▸ Passage to read
Wednesday, July 16, 2014

Recipes for 3 Make-It-Yourself Gluten-Free Energy Bars

My husband is going on an 8-10 day trail hike with a friend (called the North Coast Trail - Vancouver Island) and I've been busy pounding out "light" (meaning not heavy to carry)dehydrated smoothies and other snacks and soups, etc., for him to pack along. These three do-it-yourself recipes for Energy Bars from The Bottom Line newsletter seem like they would be good items to have during the first couple of days (they really should be refrigerated and he will NOT be toting along a fridge, so these will be 'transitional' snacks)... that is, if they actually make it to the trail at all ;)
All 3 recipes are compiled by Rebecca Shannonhouse at the "Bottom Line" newsletter which I think is one of the better free newsletters online.  It provides a variety of health and financial articles by some of the best writers in the business.

The Recipes for the Make-It-Yourself Gluten-Free Energy Bars are:

(1) Oat Energy Bars (make sure to get  GF oats if you are coeliac or particularly gluten-sensitive)

▸ Work instructions
1. What foods has the writer of the energy bar post been preparing for the hike? List each one.
2. In the energy bar post, who compiled the three recipes?
3. Pick up the energy bar post after its last line and keep writing.
The stored data comes from a different source than the energy bar post.

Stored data
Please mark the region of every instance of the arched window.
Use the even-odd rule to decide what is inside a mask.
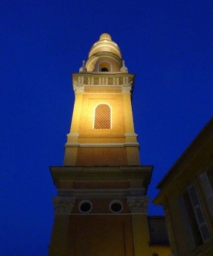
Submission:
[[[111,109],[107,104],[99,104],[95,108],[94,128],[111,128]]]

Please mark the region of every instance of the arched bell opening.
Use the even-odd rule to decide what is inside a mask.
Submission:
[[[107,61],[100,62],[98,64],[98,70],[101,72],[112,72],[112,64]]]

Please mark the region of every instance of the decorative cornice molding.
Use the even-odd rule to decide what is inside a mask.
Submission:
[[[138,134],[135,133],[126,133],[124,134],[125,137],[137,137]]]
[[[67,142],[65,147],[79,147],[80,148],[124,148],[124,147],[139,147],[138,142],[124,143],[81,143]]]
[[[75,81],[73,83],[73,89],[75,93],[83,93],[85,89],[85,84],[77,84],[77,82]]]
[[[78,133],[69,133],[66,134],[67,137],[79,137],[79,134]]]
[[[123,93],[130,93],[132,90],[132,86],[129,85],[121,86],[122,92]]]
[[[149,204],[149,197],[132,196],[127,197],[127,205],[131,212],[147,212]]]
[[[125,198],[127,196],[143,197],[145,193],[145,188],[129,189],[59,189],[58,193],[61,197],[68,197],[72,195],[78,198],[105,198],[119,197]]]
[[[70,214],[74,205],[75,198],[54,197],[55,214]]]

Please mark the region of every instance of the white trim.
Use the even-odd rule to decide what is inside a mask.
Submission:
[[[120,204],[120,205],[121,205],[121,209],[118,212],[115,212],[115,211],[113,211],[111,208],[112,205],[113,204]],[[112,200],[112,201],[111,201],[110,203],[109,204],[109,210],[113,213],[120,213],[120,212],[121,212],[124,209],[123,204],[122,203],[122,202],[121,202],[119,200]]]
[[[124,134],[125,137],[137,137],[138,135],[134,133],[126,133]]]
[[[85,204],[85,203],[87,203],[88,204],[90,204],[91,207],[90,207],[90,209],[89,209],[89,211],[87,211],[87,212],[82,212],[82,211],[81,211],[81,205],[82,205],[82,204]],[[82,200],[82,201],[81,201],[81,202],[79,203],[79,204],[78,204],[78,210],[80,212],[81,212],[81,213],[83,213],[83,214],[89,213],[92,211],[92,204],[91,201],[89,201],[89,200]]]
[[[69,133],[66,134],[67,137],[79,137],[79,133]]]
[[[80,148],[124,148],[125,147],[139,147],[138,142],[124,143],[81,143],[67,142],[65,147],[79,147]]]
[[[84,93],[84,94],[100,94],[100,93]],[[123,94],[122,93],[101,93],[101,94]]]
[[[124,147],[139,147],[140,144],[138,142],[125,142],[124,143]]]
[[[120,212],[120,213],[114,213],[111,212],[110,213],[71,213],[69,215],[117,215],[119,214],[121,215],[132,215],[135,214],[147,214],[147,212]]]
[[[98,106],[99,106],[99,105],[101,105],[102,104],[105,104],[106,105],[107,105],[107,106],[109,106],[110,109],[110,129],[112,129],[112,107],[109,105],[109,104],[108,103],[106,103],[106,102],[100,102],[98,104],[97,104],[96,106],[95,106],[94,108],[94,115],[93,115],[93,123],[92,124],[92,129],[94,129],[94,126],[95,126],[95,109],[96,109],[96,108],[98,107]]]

▸ Task answers
1.
- Dehydrated smoothies
- Other snacks
- Soups

2. Rebecca Shannonhouse at the "Bottom Line" newsletter.

3.
(2) Chocolate Quinoa Energy Bars (Quinoa pronounced KEEN-wah)
(3) Guilt-Free Chocolate Chip Cookie Dough Energy Bars (that "other GF" haha)

You can find all 3 recipes on one page HERE.

They are not too sweet, it says, and we know that you won't miss the high glucose corn syrup that is a pretty standard ingredient in store-bought energy treats.  Of course, it will also probably save you a ton of money to make them vs. buying them.  Lots of good reasons to click here and check them out!

Below are a couple of photos of the North Coast Trail (thanks to the Gallery at http://en.wikipedia.org/wiki/North_Coast_Trail).  I'm more than a little anxious about him going on this hike since it is true wilderness (he won't see a store or maybe not even a game warden for a week+ and he might see a bear or cougar or... but our younger son (40) says "Mom, he'll be okay-- he's a big boy".  I have to go on that I guess.)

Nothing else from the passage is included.